** Opening Extracted records block **

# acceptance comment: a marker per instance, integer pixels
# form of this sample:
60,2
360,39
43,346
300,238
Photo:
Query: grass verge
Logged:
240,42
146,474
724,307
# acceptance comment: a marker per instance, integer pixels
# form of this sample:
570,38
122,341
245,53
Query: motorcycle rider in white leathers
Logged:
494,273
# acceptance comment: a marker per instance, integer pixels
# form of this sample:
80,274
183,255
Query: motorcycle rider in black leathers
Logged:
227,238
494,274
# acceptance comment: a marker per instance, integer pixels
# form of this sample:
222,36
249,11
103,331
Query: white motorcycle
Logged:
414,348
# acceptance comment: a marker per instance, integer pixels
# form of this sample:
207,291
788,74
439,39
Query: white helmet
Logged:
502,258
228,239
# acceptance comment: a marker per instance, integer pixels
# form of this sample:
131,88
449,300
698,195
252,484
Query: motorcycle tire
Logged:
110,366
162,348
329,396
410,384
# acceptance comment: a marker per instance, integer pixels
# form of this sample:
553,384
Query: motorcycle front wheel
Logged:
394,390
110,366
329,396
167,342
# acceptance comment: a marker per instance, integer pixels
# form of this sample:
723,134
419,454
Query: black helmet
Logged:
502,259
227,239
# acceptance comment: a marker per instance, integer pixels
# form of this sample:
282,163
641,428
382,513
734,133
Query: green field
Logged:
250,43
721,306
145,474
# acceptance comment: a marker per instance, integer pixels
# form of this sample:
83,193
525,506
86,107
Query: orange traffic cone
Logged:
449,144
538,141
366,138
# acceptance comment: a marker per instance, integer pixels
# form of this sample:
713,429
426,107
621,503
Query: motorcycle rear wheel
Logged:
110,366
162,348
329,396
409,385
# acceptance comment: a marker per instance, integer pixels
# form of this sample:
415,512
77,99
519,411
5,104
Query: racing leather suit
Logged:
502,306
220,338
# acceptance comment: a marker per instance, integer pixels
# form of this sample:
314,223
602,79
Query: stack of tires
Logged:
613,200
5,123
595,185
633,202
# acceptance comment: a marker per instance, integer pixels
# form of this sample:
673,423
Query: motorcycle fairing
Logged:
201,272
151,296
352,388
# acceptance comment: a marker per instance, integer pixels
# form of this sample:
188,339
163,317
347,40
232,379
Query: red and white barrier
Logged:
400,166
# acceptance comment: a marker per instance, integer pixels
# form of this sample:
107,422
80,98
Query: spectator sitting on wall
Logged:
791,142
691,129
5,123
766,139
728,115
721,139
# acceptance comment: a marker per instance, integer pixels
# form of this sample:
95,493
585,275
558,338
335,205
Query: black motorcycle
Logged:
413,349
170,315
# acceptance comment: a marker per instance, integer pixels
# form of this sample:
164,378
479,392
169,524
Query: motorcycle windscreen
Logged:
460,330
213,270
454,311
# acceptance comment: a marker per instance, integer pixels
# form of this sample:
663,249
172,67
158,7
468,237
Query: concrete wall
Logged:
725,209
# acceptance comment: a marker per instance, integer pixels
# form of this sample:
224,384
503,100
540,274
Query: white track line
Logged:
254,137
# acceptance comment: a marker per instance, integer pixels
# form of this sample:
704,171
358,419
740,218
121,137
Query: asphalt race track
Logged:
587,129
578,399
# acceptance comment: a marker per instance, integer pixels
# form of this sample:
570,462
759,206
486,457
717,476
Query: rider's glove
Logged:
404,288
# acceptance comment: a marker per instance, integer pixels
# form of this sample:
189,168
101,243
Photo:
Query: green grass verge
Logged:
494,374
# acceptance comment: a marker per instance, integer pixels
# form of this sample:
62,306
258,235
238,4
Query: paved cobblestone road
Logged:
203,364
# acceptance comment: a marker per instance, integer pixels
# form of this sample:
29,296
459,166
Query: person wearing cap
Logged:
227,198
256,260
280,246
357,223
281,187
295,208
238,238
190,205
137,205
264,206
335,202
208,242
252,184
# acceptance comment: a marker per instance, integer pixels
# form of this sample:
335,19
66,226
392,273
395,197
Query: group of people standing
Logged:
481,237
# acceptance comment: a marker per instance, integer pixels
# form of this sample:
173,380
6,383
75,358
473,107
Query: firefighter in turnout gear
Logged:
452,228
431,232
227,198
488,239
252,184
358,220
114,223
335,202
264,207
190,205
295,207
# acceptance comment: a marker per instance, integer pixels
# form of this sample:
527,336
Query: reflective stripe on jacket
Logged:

** Closing Extracted records block **

**Goal of the exercise**
Down to the last line, reproduce the entries above precisely.

**Output below**
# acceptance comment: a marker per instance, integer pixels
# form of this sample:
60,2
360,39
43,346
300,238
Photo:
Query: grass verge
Logged:
240,42
146,474
724,307
# acceptance comment: a marker per instance, integer pixels
# form of this sample:
570,38
122,341
245,53
Query: motorcycle rider in white leathers
Logged:
494,273
# acceptance comment: a marker per instance, integer pixels
# form of this sample:
80,274
183,255
Query: motorcycle rider in black leathers
Logged:
227,238
494,274
# acceptance comment: a marker per instance, integer pixels
# form of this sample:
222,36
249,11
103,331
Query: white motorcycle
Logged:
414,348
# acceptance comment: a marker per instance, integer pixels
# form of this sample:
207,291
788,74
439,39
Query: white helmet
Logged:
502,258
228,239
# acceptance comment: a marker per instance, integer pixels
# form of this sample:
131,88
449,300
698,195
252,484
Query: motorcycle tire
Logged:
110,366
162,348
329,396
410,384
# acceptance comment: a marker per instance, integer pixels
# form of this sample:
553,384
Query: motorcycle front wheel
Logged:
394,390
110,366
329,396
167,342
# acceptance comment: a marker per instance, integer pixels
# form of this sample:
723,134
419,454
Query: black helmet
Logged:
502,259
227,239
# acceptance comment: a marker per instance, integer pixels
# form of this sample:
282,163
641,428
382,513
734,133
Query: green field
Logged:
250,43
721,306
145,474
# acceptance comment: a marker per instance, integer pixels
# form of this sample:
83,193
525,506
86,107
Query: orange traffic cone
Logged:
449,144
538,141
366,138
# acceptance comment: a marker per instance, integer pixels
# form of this sample:
713,429
426,107
621,503
Query: motorcycle rear wheel
Logged:
110,366
162,348
329,396
409,385
# acceptance comment: a marker per instance, integer pixels
# form of this sample:
415,512
77,99
519,411
5,104
Query: racing leather suit
Logged:
502,306
220,338
# acceptance comment: a marker per instance, integer pixels
# form of this sample:
314,223
602,79
Query: stack of tires
Logged:
613,200
5,123
595,185
633,202
# acceptance comment: a marker per instance, integer pixels
# form of this sample:
673,423
Query: motorcycle fairing
Logged:
201,272
151,296
352,388
# acceptance comment: a marker per instance, integer pixels
# form of this sample:
188,339
163,317
347,40
232,379
Query: red and white barrier
Logged:
400,166
# acceptance comment: a marker per instance, integer pixels
# form of this sample:
107,422
80,98
Query: spectator sitting on wall
Logged:
791,142
691,129
5,123
766,139
728,115
721,139
# acceptance comment: a marker per instance, integer pixels
# form of this sample:
95,493
585,275
558,338
335,205
Query: black motorcycle
Logged:
413,349
170,315
# acceptance comment: a marker per instance, integer pixels
# form of this sample:
164,378
479,392
169,524
Query: motorcycle windscreen
Logged:
460,330
213,270
454,311
# acceptance comment: a marker per instance, integer pixels
# form of this sample:
663,249
172,67
158,7
468,237
Query: concrete wall
Logged:
725,209
# acceptance comment: a marker per instance, integer pixels
# form of this sample:
224,384
503,100
540,274
Query: white track line
Logged:
254,137
# acceptance comment: a marker per instance, integer pixels
# form of this sample:
704,171
358,419
740,218
121,137
Query: asphalt race track
Logged:
587,129
578,399
# acceptance comment: a marker per instance, integer pixels
# form of this sample:
570,462
759,206
486,457
717,476
Query: rider's glove
Logged:
404,288
# acceptance comment: a marker per instance, integer pixels
# form of this sample:
189,168
101,243
Photo:
Query: green grass verge
Logged:
494,374
# acceptance comment: a marker per instance, integer pixels
# form of this sample:
62,306
258,235
238,4
Query: paved cobblestone road
Logged:
203,364
# acceptance comment: a marker per instance, integer pixels
# form of this sample:
29,296
459,166
Query: person wearing cap
Logged:
227,198
256,260
280,246
357,223
281,187
295,208
238,238
190,205
137,205
264,206
335,202
208,242
252,184
# acceptance comment: a marker per instance, integer pixels
# form of this sample:
335,19
66,226
392,273
395,197
Query: group of people standing
Logged:
481,237
# acceptance comment: a marker per instance, integer pixels
# form of this sample:
173,380
6,383
75,358
473,107
Query: firefighter in turnout gear
Logged:
452,228
431,232
227,198
488,239
252,184
358,220
114,223
335,202
264,207
190,205
295,207
# acceptance comment: a marker per instance, integer pixels
# form of this sample:
527,336
Query: reflective stripe on jacket
Logged:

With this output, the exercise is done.